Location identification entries
— START —
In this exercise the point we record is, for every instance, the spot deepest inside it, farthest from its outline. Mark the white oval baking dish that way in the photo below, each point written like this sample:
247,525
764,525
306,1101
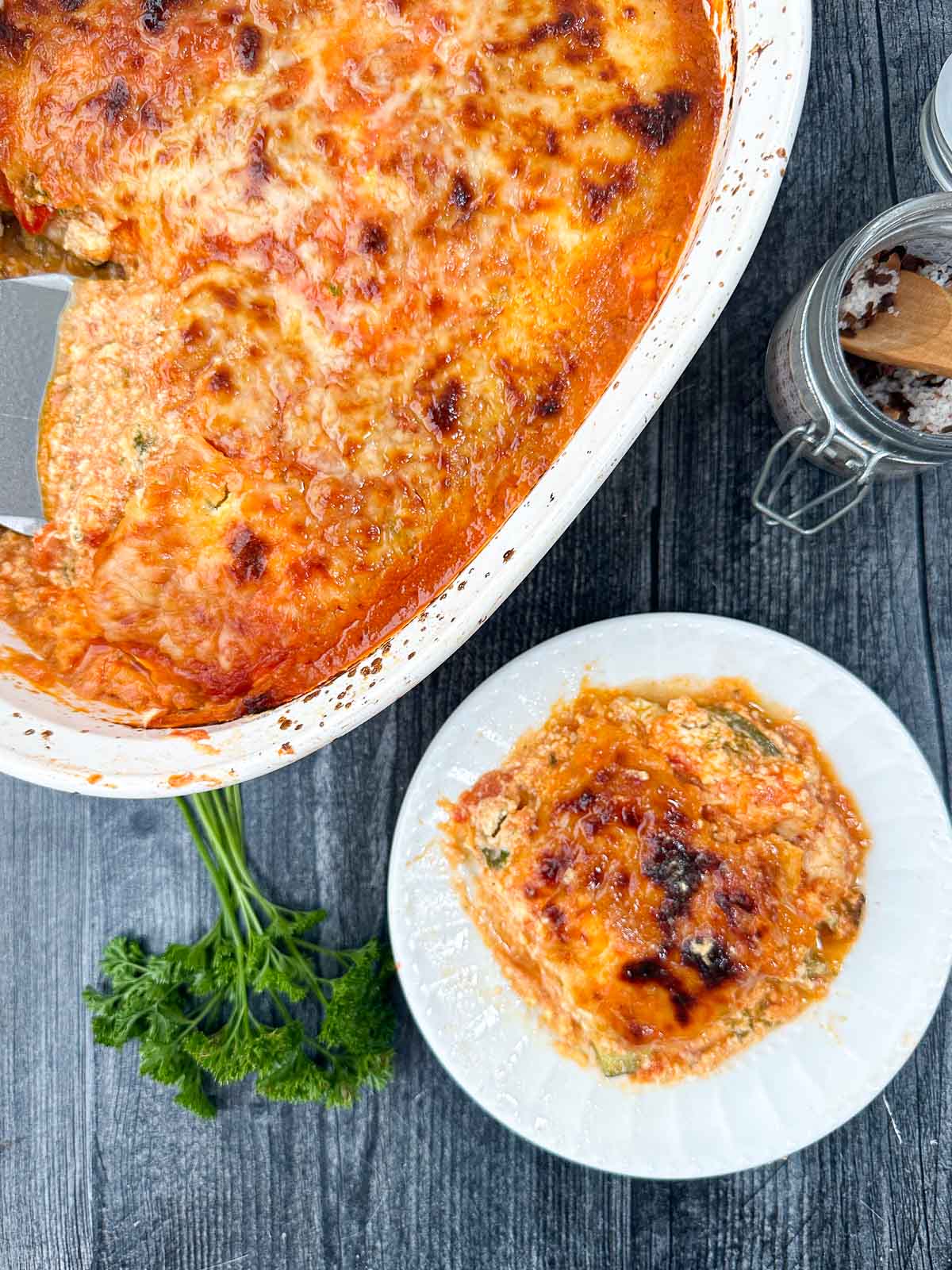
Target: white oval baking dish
766,50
— END —
Task directions: Rewrite the items above, changing every "baking dish" to "serving dish" and keeping everything else the same. Leave the pictures out of your version.

The completed task:
In this exercise the point we record is, for every instance, the spot deepest inside it, farthest from its outline. Mark the white oval serving dish that way in the photo below, each point written like this sample:
247,525
764,525
306,1101
Target: white oval serving dish
766,50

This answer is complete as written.